Natural language region descriptions
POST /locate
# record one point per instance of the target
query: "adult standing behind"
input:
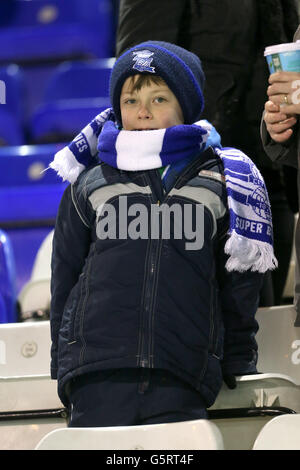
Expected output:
(229, 36)
(281, 138)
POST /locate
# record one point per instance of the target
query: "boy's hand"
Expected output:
(279, 125)
(283, 107)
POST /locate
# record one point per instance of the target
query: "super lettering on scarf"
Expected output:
(250, 241)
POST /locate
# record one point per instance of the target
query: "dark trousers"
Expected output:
(124, 397)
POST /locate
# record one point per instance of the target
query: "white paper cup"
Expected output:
(283, 57)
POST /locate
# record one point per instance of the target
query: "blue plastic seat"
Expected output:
(75, 94)
(12, 93)
(8, 312)
(29, 201)
(82, 79)
(63, 120)
(49, 29)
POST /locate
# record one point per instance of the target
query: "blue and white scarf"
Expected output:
(250, 241)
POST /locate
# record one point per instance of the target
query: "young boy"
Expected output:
(146, 320)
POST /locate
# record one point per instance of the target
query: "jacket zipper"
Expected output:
(148, 302)
(145, 353)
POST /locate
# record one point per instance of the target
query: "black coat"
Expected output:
(149, 302)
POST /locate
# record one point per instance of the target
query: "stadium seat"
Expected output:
(75, 94)
(24, 430)
(12, 94)
(79, 80)
(29, 201)
(28, 393)
(25, 349)
(63, 120)
(35, 296)
(8, 312)
(196, 435)
(281, 433)
(278, 341)
(52, 29)
(241, 413)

## [Brief]
Return the data exactly as it stands, minus the pictures.

## [Problem solution]
POST /locate
# record one point per instance of the target
query: "adult standing behind"
input:
Expected output:
(229, 36)
(281, 138)
POST /locate
# record one point per instance of the target
query: "boy's hand"
Expected output:
(279, 125)
(283, 107)
POST /locate
# record one point per instance of the target
query: "super lettering on scarf"
Expected output:
(250, 241)
POST /locate
# record one point per instance of the target
query: "dark trousers"
Expected output:
(124, 397)
POST /locate
# record one point per instance of the target
query: "white paper cup"
Expected output:
(283, 57)
POST /locate
# record one point per instance of the target
query: "blue plastic seat"
Expected output:
(75, 94)
(12, 93)
(8, 312)
(29, 201)
(82, 79)
(63, 120)
(49, 29)
POST /locate
# record one point per instance of the target
query: "blue and white scarf"
Expected output:
(250, 241)
POST /locate
# record one point per instance of the target
query: "young boy"
Expected output:
(146, 320)
POST /locate
# record one point per instance of the target
query: "jacket zipper"
Expected output:
(148, 302)
(145, 353)
POST /locate
# record one point per instance of the target
query: "black coat"
Expected output:
(149, 302)
POST /locate
# record one point per instance of the target
query: "stadium seat"
Expected output:
(75, 94)
(24, 430)
(12, 94)
(79, 80)
(29, 201)
(28, 393)
(25, 349)
(63, 120)
(35, 296)
(8, 312)
(196, 435)
(281, 433)
(278, 341)
(52, 29)
(241, 413)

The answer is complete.